-- Start of MATERIALS PROVIDED --

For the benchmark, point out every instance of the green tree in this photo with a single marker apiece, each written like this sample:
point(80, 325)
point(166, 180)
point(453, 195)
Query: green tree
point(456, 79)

-- End of MATERIALS PROVIDED --

# TASK
Faithfully transcribe the whole of the data.

# IN RESPONSE
For the benchmark, point out every instance of the green tree in this photo with a single marker apiece, each written like this sample:
point(80, 325)
point(166, 180)
point(453, 195)
Query: green tree
point(456, 79)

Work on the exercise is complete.